**PROBLEM DESCRIPTION**
Find each line in the material below that contains the word "between" and copy those lines in full. Matching is case-sensitive.

**Mask labeling examples**
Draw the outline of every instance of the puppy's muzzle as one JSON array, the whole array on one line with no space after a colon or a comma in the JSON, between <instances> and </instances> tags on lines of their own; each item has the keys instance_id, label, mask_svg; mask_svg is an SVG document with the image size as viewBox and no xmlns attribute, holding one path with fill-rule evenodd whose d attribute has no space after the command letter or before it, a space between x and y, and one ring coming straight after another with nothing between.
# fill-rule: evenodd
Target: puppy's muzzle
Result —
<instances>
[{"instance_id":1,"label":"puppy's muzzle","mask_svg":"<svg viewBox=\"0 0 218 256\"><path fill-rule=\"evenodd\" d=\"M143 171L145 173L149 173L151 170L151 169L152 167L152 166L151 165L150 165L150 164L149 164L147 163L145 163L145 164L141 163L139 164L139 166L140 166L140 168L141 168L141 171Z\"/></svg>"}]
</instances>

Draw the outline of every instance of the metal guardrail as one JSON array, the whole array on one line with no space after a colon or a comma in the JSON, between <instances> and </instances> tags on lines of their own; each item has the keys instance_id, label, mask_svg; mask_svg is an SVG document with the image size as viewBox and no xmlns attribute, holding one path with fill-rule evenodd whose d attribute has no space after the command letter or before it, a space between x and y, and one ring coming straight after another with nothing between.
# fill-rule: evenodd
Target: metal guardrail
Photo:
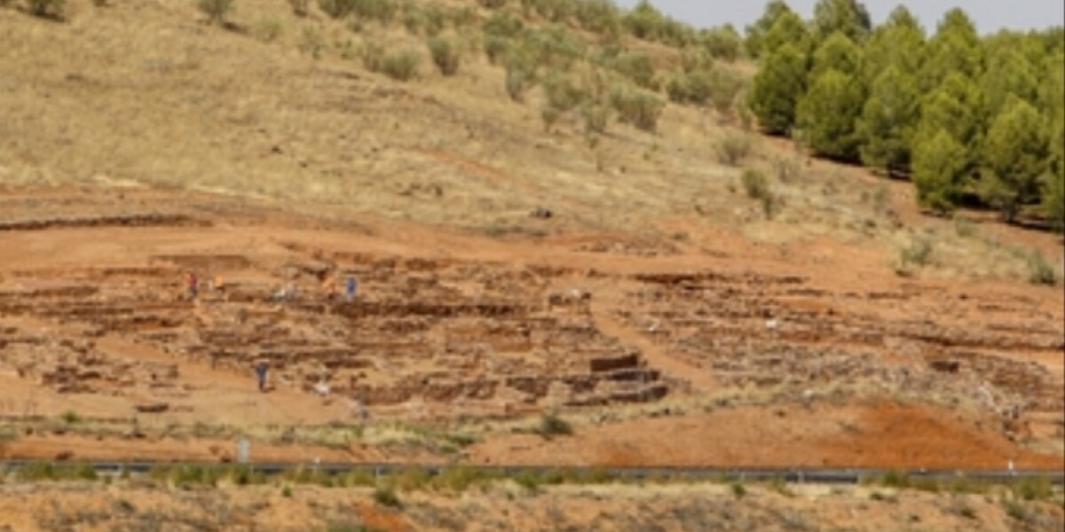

**ANSWER TO THE TASK**
Draw the outline of every instance of the puppy's muzzle as one JSON array, the whole array on one line with no space after a colon or a comma in the JSON, between <instances> and </instances> tags on lines of their own; each item has the keys instance_id, label, mask_svg; mask_svg is an SVG document with the image size as viewBox and no xmlns attribute, holding one path with fill-rule evenodd whose d attribute has no space after the command letter or before it, a space between x and y, and one ring coming straight after another with nothing between.
Draw the outline of every instance of the metal guardrail as one JSON array, the whole array on one line with no space after a colon or a comma in the JSON, between <instances> and </instances> tags on lines of their own; each item has the keys instance_id, label, mask_svg; mask_svg is an SVG document with the image size as viewBox and no xmlns attribute, holding one path with fill-rule evenodd whose d attribute has no space after the command letter or before it, a space between x and y, and one ring coming straight after another with nothing between.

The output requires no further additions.